In the listing below, lay out the lines starting at the one containing "Point to the island" and ending at the one containing "x=243, y=189" as a JSON list of strings, one string per line, with blank lines omitted.

______

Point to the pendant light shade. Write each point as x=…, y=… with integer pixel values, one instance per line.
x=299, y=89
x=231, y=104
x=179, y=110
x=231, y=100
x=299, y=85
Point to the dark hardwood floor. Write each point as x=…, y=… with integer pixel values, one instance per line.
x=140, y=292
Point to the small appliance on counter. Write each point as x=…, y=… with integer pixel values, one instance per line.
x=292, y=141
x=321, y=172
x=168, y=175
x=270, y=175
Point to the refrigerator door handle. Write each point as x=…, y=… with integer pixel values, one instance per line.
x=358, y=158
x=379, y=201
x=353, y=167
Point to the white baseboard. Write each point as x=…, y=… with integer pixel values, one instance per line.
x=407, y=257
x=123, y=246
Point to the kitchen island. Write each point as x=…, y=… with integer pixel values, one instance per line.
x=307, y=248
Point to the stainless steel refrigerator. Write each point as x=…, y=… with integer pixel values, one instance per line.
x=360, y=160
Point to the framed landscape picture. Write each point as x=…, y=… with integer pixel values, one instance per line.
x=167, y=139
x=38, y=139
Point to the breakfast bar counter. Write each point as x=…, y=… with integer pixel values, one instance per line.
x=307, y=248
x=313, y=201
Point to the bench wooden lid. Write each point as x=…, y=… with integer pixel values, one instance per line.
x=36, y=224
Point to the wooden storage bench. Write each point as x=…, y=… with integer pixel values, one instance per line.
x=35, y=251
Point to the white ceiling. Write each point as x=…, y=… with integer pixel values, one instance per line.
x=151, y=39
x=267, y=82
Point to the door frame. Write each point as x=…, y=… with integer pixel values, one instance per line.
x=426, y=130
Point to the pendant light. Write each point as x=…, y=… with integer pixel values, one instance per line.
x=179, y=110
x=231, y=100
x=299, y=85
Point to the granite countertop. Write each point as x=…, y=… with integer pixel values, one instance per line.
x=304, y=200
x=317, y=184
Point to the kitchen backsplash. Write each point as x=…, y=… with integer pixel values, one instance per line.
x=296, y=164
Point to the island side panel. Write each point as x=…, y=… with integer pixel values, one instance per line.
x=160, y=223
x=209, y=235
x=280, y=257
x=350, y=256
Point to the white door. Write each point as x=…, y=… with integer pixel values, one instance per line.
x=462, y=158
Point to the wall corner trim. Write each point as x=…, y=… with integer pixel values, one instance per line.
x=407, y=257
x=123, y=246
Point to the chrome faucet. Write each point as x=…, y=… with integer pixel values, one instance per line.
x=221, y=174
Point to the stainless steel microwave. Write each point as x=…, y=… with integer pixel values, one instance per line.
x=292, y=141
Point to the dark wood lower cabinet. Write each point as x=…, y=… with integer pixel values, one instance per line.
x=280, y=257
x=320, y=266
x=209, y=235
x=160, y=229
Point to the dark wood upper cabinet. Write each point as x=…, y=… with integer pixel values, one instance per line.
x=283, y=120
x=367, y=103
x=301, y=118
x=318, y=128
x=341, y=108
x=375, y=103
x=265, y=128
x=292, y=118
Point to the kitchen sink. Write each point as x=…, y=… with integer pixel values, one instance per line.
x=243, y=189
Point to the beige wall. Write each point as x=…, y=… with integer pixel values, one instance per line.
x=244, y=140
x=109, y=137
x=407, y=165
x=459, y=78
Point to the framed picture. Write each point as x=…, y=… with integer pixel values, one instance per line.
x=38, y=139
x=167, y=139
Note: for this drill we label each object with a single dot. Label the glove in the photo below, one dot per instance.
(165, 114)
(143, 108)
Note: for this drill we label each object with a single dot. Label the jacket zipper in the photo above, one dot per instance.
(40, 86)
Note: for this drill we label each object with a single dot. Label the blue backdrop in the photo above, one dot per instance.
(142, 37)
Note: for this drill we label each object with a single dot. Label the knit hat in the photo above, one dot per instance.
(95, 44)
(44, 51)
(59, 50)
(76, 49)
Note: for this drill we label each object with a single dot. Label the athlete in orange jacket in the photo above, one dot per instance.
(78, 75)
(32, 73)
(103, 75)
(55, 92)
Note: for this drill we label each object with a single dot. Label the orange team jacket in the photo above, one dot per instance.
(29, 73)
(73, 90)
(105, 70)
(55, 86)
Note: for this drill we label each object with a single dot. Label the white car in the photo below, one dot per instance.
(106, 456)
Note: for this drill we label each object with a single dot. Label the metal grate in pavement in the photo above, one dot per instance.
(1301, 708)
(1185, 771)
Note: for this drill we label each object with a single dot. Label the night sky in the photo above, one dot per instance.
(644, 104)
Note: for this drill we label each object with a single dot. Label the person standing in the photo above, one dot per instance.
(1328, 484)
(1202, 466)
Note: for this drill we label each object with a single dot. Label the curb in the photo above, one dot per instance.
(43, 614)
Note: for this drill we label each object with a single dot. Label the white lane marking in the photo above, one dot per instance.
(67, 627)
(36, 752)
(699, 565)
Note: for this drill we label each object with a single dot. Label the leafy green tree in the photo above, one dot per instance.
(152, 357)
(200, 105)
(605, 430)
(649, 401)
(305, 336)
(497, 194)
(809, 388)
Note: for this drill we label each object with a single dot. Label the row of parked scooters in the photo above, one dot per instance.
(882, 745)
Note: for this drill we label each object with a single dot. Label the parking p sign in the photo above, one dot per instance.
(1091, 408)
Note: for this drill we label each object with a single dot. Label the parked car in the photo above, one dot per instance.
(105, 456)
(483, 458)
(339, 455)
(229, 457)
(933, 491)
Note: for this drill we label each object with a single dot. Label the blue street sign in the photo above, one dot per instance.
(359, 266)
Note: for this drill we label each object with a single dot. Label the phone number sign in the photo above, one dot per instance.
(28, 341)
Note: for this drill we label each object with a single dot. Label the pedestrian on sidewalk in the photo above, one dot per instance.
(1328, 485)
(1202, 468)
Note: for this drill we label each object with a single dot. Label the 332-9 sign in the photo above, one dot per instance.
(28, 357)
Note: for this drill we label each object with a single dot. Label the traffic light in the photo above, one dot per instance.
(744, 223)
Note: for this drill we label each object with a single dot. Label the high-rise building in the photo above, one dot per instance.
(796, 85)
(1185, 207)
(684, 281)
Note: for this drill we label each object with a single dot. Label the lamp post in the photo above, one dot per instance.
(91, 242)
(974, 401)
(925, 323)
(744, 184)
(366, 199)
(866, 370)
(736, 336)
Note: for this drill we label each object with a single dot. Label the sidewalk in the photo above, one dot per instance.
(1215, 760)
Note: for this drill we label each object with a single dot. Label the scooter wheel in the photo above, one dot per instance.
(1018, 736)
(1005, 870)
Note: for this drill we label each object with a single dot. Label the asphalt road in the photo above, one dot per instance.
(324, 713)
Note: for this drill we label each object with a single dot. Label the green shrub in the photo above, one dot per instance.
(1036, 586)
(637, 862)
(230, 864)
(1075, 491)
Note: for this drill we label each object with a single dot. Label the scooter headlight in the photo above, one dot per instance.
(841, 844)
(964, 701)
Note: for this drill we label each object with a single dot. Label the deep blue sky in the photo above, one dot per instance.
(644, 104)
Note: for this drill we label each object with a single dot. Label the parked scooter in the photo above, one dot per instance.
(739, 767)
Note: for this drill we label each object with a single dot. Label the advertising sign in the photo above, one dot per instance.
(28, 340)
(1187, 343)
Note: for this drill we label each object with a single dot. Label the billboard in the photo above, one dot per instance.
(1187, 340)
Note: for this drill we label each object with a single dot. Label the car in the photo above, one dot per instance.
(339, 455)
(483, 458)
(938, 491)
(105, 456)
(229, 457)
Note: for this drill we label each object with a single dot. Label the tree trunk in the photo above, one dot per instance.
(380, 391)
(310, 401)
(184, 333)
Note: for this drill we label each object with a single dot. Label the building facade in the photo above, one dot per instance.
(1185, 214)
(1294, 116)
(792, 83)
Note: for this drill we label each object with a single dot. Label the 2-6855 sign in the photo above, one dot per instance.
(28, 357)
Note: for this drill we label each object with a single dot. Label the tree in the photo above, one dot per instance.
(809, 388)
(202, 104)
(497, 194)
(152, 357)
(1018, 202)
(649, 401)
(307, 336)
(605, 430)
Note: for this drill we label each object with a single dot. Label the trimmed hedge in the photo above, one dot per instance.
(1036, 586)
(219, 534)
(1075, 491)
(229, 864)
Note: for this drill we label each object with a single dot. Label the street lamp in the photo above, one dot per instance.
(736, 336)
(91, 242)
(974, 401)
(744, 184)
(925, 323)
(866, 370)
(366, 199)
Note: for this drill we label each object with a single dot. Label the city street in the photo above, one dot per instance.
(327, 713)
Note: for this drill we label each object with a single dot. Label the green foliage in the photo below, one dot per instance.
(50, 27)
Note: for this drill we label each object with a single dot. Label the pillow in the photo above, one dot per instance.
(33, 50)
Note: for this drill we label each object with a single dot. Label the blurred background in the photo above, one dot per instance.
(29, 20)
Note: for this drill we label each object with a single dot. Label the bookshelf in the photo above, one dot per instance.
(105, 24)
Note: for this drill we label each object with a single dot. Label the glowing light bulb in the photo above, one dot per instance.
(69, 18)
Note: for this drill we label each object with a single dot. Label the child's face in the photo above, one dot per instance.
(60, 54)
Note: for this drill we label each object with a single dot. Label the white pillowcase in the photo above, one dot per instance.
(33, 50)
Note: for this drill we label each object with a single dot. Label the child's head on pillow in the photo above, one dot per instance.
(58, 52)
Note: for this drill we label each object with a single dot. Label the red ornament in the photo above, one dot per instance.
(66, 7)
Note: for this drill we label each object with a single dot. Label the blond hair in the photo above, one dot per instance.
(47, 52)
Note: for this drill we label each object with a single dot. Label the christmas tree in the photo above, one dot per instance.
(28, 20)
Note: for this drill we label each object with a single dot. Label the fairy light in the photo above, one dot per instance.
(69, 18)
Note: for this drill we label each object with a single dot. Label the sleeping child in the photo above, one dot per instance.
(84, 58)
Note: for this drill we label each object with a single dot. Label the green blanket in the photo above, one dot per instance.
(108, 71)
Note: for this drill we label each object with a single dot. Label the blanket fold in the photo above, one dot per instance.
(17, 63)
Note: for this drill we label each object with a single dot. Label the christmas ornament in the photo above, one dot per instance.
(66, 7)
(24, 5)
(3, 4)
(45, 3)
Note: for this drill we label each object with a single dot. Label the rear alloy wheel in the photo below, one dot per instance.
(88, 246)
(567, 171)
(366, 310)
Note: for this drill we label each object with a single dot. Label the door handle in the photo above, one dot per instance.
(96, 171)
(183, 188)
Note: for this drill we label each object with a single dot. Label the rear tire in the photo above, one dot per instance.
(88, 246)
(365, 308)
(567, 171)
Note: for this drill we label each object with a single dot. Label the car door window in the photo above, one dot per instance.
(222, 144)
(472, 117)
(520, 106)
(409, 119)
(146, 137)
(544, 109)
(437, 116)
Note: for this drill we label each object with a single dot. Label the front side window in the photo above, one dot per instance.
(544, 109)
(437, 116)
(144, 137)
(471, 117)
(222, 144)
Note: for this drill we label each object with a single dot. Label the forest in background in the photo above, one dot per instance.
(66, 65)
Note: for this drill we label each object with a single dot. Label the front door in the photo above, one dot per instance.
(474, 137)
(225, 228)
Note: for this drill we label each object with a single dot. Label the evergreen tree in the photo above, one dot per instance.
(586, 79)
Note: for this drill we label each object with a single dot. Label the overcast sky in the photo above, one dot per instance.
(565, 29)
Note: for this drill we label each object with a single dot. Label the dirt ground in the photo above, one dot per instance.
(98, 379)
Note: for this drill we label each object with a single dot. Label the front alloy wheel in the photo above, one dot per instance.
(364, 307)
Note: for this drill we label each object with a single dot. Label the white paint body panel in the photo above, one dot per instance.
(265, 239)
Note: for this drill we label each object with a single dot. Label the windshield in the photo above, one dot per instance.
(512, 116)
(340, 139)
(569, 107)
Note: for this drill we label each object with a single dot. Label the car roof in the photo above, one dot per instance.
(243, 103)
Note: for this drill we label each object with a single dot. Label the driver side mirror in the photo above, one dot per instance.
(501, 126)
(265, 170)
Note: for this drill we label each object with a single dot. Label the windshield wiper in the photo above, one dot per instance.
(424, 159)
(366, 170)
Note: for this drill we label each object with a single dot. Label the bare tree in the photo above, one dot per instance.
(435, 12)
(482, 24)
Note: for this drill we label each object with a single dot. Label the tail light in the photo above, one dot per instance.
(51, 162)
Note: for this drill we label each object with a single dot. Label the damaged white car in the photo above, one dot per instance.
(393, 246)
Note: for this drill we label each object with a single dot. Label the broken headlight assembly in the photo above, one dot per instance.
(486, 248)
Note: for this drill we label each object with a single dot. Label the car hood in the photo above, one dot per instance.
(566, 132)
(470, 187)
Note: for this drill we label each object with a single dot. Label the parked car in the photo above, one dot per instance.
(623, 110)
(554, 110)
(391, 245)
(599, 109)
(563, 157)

______

[SOLUTION FOR THIS TASK]
[
  "Point to the island side panel. Write each point as x=…, y=… with integer pixel values, one instance per line.",
  "x=160, y=223",
  "x=209, y=235",
  "x=280, y=257",
  "x=350, y=256",
  "Point to the white door. Write each point as x=…, y=… with integer pixel values, one instance per line.",
  "x=462, y=158",
  "Point to the wall corner trim. Write each point as x=…, y=… with integer pixel values, one instance per line.",
  "x=407, y=257",
  "x=123, y=246",
  "Point to the chrome faucet. Write each point as x=…, y=… with integer pixel values, one instance per line.",
  "x=221, y=174",
  "Point to the stainless steel microwave. Write each point as x=…, y=… with integer pixel values, one instance per line.",
  "x=292, y=141",
  "Point to the dark wood lower cabinet. Write each point as x=…, y=… with integer pixel values, one instance per line.",
  "x=280, y=257",
  "x=320, y=266",
  "x=209, y=235",
  "x=160, y=229",
  "Point to the dark wood upper cabinet. Write each point as x=…, y=… with integer pixel values, one instance per line.",
  "x=283, y=120",
  "x=367, y=103",
  "x=301, y=118",
  "x=318, y=128",
  "x=341, y=108",
  "x=375, y=103",
  "x=265, y=128",
  "x=292, y=118",
  "Point to the kitchen sink. Write each point as x=…, y=… with integer pixel values, one instance per line.",
  "x=243, y=189"
]